** start Given information **

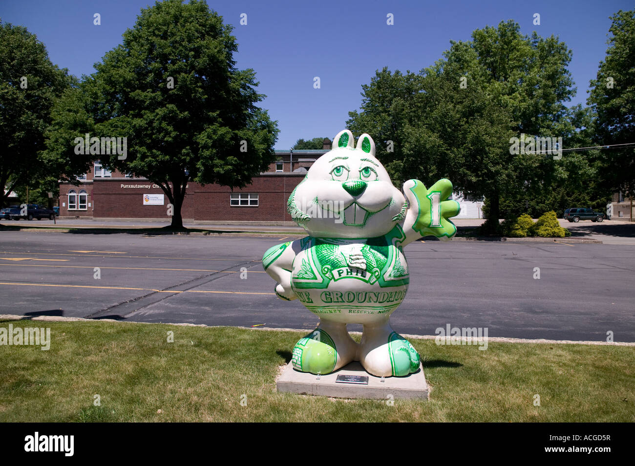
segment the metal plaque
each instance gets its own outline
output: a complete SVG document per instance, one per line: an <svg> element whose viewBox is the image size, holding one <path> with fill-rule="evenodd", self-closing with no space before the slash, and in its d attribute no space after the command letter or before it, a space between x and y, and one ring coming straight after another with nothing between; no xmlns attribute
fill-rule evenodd
<svg viewBox="0 0 635 466"><path fill-rule="evenodd" d="M368 376L366 375L352 375L351 374L340 374L335 382L342 383L360 383L368 385Z"/></svg>

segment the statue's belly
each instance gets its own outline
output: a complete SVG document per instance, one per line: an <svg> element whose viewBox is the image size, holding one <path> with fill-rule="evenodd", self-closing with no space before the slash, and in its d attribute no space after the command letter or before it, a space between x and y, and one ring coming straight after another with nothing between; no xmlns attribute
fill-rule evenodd
<svg viewBox="0 0 635 466"><path fill-rule="evenodd" d="M293 261L291 286L320 317L345 323L387 318L406 296L408 265L392 246L318 244Z"/></svg>

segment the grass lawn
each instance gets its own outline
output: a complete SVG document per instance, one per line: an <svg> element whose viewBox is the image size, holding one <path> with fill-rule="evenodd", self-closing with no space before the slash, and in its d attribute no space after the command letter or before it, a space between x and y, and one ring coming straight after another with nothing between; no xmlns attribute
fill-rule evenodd
<svg viewBox="0 0 635 466"><path fill-rule="evenodd" d="M633 347L490 342L483 351L411 340L431 399L387 406L276 393L302 333L101 321L0 327L10 323L50 327L51 341L48 351L0 346L0 422L635 421Z"/></svg>

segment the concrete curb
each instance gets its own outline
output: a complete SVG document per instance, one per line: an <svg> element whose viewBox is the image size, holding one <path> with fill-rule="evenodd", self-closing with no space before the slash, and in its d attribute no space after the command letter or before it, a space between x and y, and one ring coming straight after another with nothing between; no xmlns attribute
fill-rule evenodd
<svg viewBox="0 0 635 466"><path fill-rule="evenodd" d="M189 323L156 323L156 322L135 322L133 321L117 321L114 319L84 319L84 317L65 317L62 316L37 316L36 317L29 317L28 316L20 316L17 314L0 314L0 320L12 321L43 321L49 322L115 322L119 324L159 324L159 325L177 325L185 327L207 327L209 328L220 328L222 327L232 327L234 328L244 328L249 330L257 330L262 331L293 331L305 332L311 331L311 330L305 328L274 328L267 327L241 327L239 326L230 325L205 325L204 324L190 324ZM349 332L351 335L361 335L361 332L351 331ZM412 338L417 340L434 340L438 335L415 335L408 333L400 333L405 338ZM467 342L467 337L455 337L460 338L462 342ZM630 346L635 347L635 342L596 342L592 340L575 341L572 340L546 340L545 338L537 338L531 340L530 338L514 338L505 336L489 336L488 342L497 342L500 343L534 343L544 344L565 344L565 345L596 345L599 346Z"/></svg>
<svg viewBox="0 0 635 466"><path fill-rule="evenodd" d="M51 233L69 233L70 230L143 230L150 229L152 227L125 227L125 226L100 226L100 227L77 227L77 226L64 226L64 227L37 227L31 226L24 227L19 230L8 229L7 231L22 231L27 230L29 231L46 232ZM125 232L122 232L124 233ZM305 232L294 231L280 231L280 232L262 232L262 231L249 231L249 230L231 230L226 232L222 230L216 230L208 232L161 232L156 234L148 234L147 236L163 236L165 235L185 235L192 236L234 236L239 237L241 236L255 236L262 237L269 237L272 236L279 236L280 235L286 235L289 237L304 237L307 236ZM436 239L425 239L424 241L435 241ZM465 237L457 236L452 238L453 241L490 241L491 243L585 243L589 244L602 244L603 241L599 239L591 239L591 238L542 238L542 237L528 237L528 238L508 238L505 237L475 236Z"/></svg>
<svg viewBox="0 0 635 466"><path fill-rule="evenodd" d="M493 241L493 242L505 242L505 243L585 243L591 244L603 244L599 239L591 239L591 238L542 238L539 237L531 237L528 238L508 238L506 237L493 237L487 236L459 236L452 238L453 241Z"/></svg>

** end Given information **

Work to do — Which lines above contain the string "segment"? Pull out each of them, treating uppercase and lowercase letters as distinct.

Complete response —
segment the metal plaque
segment the statue's belly
segment the grass lawn
segment the concrete curb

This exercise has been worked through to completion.